» Records to use:
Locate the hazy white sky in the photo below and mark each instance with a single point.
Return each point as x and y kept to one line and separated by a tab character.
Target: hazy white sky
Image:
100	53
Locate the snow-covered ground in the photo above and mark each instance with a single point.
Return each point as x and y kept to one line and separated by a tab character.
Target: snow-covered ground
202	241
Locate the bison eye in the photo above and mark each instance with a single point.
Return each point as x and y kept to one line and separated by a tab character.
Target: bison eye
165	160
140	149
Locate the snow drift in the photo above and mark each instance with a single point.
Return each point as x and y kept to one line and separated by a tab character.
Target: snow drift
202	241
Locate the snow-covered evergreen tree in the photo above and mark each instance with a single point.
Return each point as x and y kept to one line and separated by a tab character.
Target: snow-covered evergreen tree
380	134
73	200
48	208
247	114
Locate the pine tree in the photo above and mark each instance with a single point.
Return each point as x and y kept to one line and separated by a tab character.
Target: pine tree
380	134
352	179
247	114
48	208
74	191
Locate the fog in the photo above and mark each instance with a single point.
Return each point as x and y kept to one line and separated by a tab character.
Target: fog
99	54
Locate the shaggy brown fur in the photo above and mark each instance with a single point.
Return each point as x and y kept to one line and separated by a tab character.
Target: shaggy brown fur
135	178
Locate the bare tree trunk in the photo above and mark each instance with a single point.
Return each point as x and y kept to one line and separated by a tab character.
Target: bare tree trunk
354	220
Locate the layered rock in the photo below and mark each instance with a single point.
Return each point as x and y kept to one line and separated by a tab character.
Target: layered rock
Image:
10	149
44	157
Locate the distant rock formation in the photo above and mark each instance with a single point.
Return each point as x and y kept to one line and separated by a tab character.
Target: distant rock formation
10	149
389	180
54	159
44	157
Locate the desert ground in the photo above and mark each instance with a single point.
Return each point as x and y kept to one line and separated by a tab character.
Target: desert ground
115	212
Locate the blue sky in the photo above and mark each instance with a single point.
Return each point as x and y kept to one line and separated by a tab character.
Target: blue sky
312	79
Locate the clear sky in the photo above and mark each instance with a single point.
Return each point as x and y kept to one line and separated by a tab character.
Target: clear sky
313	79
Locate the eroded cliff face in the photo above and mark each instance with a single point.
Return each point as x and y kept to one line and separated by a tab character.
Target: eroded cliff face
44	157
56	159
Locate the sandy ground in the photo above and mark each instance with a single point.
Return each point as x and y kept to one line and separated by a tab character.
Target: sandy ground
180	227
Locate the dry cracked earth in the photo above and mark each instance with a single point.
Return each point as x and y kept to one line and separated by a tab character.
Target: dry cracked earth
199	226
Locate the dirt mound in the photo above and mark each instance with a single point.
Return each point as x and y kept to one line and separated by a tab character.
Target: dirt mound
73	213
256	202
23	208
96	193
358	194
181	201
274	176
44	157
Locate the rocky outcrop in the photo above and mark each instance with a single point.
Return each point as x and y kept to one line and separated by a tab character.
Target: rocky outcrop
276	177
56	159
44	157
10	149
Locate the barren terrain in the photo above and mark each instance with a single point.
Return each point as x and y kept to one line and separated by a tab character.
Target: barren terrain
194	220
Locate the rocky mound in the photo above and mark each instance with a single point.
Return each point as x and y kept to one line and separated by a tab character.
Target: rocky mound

» Task details: Reproduce the entire listing above word for word, keeping every line unchanged.

» Solved problem:
Locate the hazy white sky in the photo below and mark each instance with a single point.
Return each point as x and y kept to one line and separated by a tab character.
Target: hazy white sky
Image:
100	53
Locate the snow-covered ground in the photo above and mark each instance with a single point.
Return each point as x and y kept to one line and separated by a tab character.
Target: snow-covered ground
202	241
Locate the bison eye in the photo above and mark each instance with a single point.
Return each point as x and y kept to one line and separated by a tab character.
Target: bison eye
165	160
140	149
Locate the snow drift in the photo above and mark each instance with a single point.
Return each point as x and y kept to one line and separated by a tab character.
Target: snow drift
202	241
Locate the snow-covered evergreen tree in the photo above and mark each instance with a single point.
Return each point as x and y kept to one line and separated by a tab character.
Target: snow-covered evergreen tree
380	134
73	200
48	208
247	114
Locate the pine tree in the photo above and mark each instance with a single point.
Return each point as x and y kept to one line and separated by a tab character.
Target: pine tree
380	134
352	179
247	114
48	208
74	191
Locate the fog in the photo above and mark each instance with a single point.
Return each point as x and y kept to one line and separated by a tab character.
Target: fog
99	54
Locate the shaggy brown fur in the photo above and mark each instance with a single point.
Return each point as x and y kept to one line and separated by a tab character.
Target: shaggy brown fur
135	178
Locate the bare tree trunk in the photo above and mark each instance with a single point.
Return each point as x and y kept to one line and separated by a tab character.
Target: bare tree trunk
354	220
Locate the layered rock in the photo below and mark each instance with a single point.
Return each point as x and y kept to one line and separated by a tab character.
Target: layered rock
Image:
10	149
44	157
Locate the distant rock formation in the photo above and mark each instance with a single point.
Return each point as x and y kept to one line and separated by a tab character.
Target: distant rock formation
10	149
389	180
54	159
44	157
Locate the desert ground in the photo above and mark each instance with a single point.
Return each point as x and y kept to one line and separated by a tab character.
Target: desert ground
115	212
Locate the blue sky in the photo above and mark each instance with a single point.
Return each point as x and y kept to one line and separated by a tab character.
Target: blue sky
312	79
Locate the clear sky in the photo above and mark each instance with a single point.
Return each point as x and y kept to one line and separated by a tab character.
Target: clear sky
313	79
Locate the eroded cliff face in the photo above and mark each instance with a single point.
Return each point as x and y kept to one line and separated by a tab character.
Target: eroded cliff face
44	157
56	159
Locate the sandy ground in the photo above and mark each instance with a single point.
Return each point as x and y kept to one line and separated by a tab character.
Target: sandy ground
180	227
Locate the dry cracked earth in the photo above and mark each instance with a single point.
Return each point as x and y kept to one line and separated by a tab character.
Target: dry cracked earth
199	226
Locate the dirt mound in the photo above and mark each instance with a single point.
Return each point as x and y kept to one line and separated by a tab character.
Target: dirt mound
73	213
256	202
23	208
96	193
358	194
181	201
274	176
44	157
Locate the rocky outcrop in the photo above and mark each instance with a single point.
Return each point as x and y kept to one line and separated by a tab character.
Target: rocky outcrop
276	177
56	159
44	157
10	149
Locate the barren terrain in the photo above and mark each instance with a single point.
Return each point as x and y kept to one line and separated by a tab character.
Target: barren terrain
194	220
Locate the rocky mound in the photo above and mark each instance with a single point.
Return each point as x and y kept to one line and separated by a tab character.
Target: rocky mound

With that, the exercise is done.